*** SOURCE DATA ***
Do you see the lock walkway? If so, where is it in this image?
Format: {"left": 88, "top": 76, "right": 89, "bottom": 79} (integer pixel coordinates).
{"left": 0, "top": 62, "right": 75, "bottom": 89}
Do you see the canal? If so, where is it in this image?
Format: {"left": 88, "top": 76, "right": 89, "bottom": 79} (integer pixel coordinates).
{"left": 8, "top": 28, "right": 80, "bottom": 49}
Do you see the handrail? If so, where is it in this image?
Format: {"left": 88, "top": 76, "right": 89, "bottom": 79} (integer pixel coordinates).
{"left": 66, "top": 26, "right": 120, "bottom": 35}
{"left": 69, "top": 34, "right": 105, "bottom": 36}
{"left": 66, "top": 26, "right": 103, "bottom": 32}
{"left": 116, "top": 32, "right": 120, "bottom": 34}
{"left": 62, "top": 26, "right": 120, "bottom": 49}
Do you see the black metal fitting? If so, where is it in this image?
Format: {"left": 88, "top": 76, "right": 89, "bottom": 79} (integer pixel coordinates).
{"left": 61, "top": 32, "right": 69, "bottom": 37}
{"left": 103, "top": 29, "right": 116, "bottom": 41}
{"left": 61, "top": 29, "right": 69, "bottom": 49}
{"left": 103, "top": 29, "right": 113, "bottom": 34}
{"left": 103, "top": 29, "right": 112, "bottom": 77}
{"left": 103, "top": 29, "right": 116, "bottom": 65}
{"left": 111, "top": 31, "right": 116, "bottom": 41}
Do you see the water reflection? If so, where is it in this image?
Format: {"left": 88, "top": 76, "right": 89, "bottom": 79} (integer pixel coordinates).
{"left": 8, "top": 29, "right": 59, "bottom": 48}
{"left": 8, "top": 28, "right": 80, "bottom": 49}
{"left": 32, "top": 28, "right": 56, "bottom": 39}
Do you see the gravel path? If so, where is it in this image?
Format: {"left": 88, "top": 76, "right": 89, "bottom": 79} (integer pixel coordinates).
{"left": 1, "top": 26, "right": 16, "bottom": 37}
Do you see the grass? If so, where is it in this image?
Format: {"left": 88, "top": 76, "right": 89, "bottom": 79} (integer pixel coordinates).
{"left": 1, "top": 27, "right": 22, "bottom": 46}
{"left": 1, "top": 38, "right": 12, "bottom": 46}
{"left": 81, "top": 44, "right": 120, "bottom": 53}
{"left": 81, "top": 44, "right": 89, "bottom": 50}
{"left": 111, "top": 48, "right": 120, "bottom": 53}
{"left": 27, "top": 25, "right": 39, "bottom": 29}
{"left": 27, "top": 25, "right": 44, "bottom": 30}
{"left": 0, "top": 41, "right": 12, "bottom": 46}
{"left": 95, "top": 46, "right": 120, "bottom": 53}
*** End of SOURCE DATA ***
The records above must be printed again in full, exactly as written.

RESPONSE AREA:
Do you see the lock walkway? If so, where is it in this image?
Format: {"left": 88, "top": 76, "right": 89, "bottom": 79} (integer pixel coordinates).
{"left": 0, "top": 62, "right": 75, "bottom": 89}
Do you see the canal? If so, where is it in this image?
Format: {"left": 88, "top": 76, "right": 89, "bottom": 79} (integer pixel coordinates).
{"left": 8, "top": 28, "right": 80, "bottom": 49}
Do you see the handrail? If so, where is it in this image?
Format: {"left": 88, "top": 76, "right": 89, "bottom": 79} (integer pixel coordinates).
{"left": 66, "top": 26, "right": 120, "bottom": 35}
{"left": 69, "top": 34, "right": 105, "bottom": 36}
{"left": 66, "top": 26, "right": 103, "bottom": 32}
{"left": 116, "top": 32, "right": 120, "bottom": 34}
{"left": 62, "top": 26, "right": 120, "bottom": 49}
Do you see the black metal fitting? If so, where is it in this image?
Format: {"left": 88, "top": 76, "right": 89, "bottom": 79} (integer pixel coordinates).
{"left": 61, "top": 32, "right": 69, "bottom": 37}
{"left": 103, "top": 29, "right": 116, "bottom": 41}
{"left": 61, "top": 29, "right": 69, "bottom": 49}
{"left": 103, "top": 29, "right": 113, "bottom": 34}
{"left": 103, "top": 29, "right": 112, "bottom": 77}
{"left": 103, "top": 29, "right": 116, "bottom": 65}
{"left": 111, "top": 31, "right": 116, "bottom": 41}
Do you see the water reflection? If so, where is it in this image?
Format: {"left": 88, "top": 76, "right": 89, "bottom": 79} (integer pixel coordinates).
{"left": 8, "top": 29, "right": 59, "bottom": 48}
{"left": 8, "top": 28, "right": 80, "bottom": 49}
{"left": 32, "top": 28, "right": 56, "bottom": 39}
Do you see the gravel path? If so, where is it in this image?
Format: {"left": 88, "top": 76, "right": 89, "bottom": 79} (integer pixel coordinates).
{"left": 1, "top": 26, "right": 16, "bottom": 37}
Do you see the grass? If so, where is it in this image?
Format: {"left": 88, "top": 76, "right": 89, "bottom": 79} (integer pixel coordinates).
{"left": 1, "top": 27, "right": 22, "bottom": 46}
{"left": 1, "top": 38, "right": 12, "bottom": 46}
{"left": 81, "top": 44, "right": 120, "bottom": 53}
{"left": 81, "top": 44, "right": 89, "bottom": 50}
{"left": 111, "top": 48, "right": 120, "bottom": 53}
{"left": 27, "top": 25, "right": 39, "bottom": 29}
{"left": 27, "top": 25, "right": 44, "bottom": 30}
{"left": 0, "top": 41, "right": 12, "bottom": 46}
{"left": 95, "top": 46, "right": 120, "bottom": 53}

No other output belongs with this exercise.